** Extrait du document **
De Gaëlle Déchelette
« La femme porte la moitié du ciel ». C'est cette injonction qui a inspiré plusieurs générations de femmes et leur a permis d'accéder à des postes jusque-là "réservés" aux hommes. Chauffeur de taxi, chef d'entreprise, gérantes de restaurants et autre? La Chine serait-elle très en avance sur l'égalité hommes - femmes ? Nous avons enquêté.
La libération de la femme en 1950
Un peu d'histoire d'abord : c'est avec la loi sur le mariage du 30 août 1950 que La République Populaire de Chine, qui a besoin que les femmes participent activement à l'activité économique, les incite à devenir "la moitié du ciel" et ainsi à contribuer autant que l'homme à l'édification politique et économique du pays. On est loin des???? sancongside, les 3 obéissances et 4 vertus des femmes de la philosophie confucéenne qui vouaient les femmes à un statut de soumission à leurs pères, maris et fils.
A partir de 1950 également, les opéras révolutionnaires ont pour habitude de sublimer les exemples de femmes extraordinaires pour stimuler les vocations. Les femmes travaillant autant que les hommes, une autre tradition a contribué à ce que les femmes puissent se consacrer à un travail : le rôle prépondérant des grands-parents dans l'éducation des enfants, ce qui laisse aux femmes plus de temps pour leur activité professionnelle. Ces années ont transformé la place de la femme. De nos jours, la société chinoise est ainsi habituée au fait que les femmes travaillent, et même qu'elles occupent des postes tenus "traditionnellement par des hommes".

** Données sources **

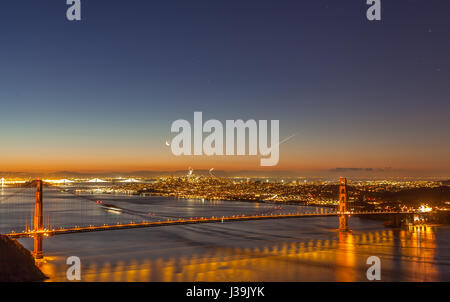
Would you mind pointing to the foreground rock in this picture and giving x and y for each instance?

** Exercice proposé 1 **
D'après l'extrait sur la place des femmes en Chine, quelle loi de 1950 a incité les femmes à devenir « la moitié du ciel » ?
** Exercice proposé 2 **
Pour chacune des affirmations suivantes, dites si elle concorde avec l'extrait sur la place des femmes en Chine, et citez les mots exacts qui le montrent.
(a) À partir de 1950, les opéras révolutionnaires mettaient en avant des femmes extraordinaires.
(b) Ce sont les parents, et non les grands-parents, qui tiennent le rôle principal dans l'éducation des enfants.
(c) La société chinoise actuelle n'est pas habituée à ce que les femmes travaillent.
** Exercice proposé 3 **
Recopiez à l'identique, dans l'extrait sur la place des femmes en Chine, le passage qui commence par les mots contenant « De Gaëlle Déchelette » et se termine par « maris et fils. ».
Appuyez-vous uniquement sur l'extrait pour répondre.

** Réponse rédigée 1 **
La loi sur le mariage du 30 août 1950.

** Réponse rédigée 2 **
(a) Oui : « A partir de 1950 également, les opéras révolutionnaires ont pour habitude de sublimer les exemples de femmes extraordinaires pour stimuler les vocations. »
(b) Non : « le rôle prépondérant des grands-parents dans l'éducation des enfants ».
(c) Non : « la société chinoise est ainsi habituée au fait que les femmes travaillent ».

** Réponse rédigée 3 **
De Gaëlle Déchelette
« La femme porte la moitié du ciel ». C'est cette injonction qui a inspiré plusieurs générations de femmes et leur a permis d'accéder à des postes jusque-là "réservés" aux hommes. Chauffeur de taxi, chef d'entreprise, gérantes de restaurants et autre? La Chine serait-elle très en avance sur l'égalité hommes - femmes ? Nous avons enquêté.
La libération de la femme en 1950
Un peu d'histoire d'abord : c'est avec la loi sur le mariage du 30 août 1950 que La République Populaire de Chine, qui a besoin que les femmes participent activement à l'activité économique, les incite à devenir "la moitié du ciel" et ainsi à contribuer autant que l'homme à l'édification politique et économique du pays. On est loin des???? sancongside, les 3 obéissances et 4 vertus des femmes de la philosophie confucéenne qui vouaient les femmes à un statut de soumission à leurs pères, maris et fils.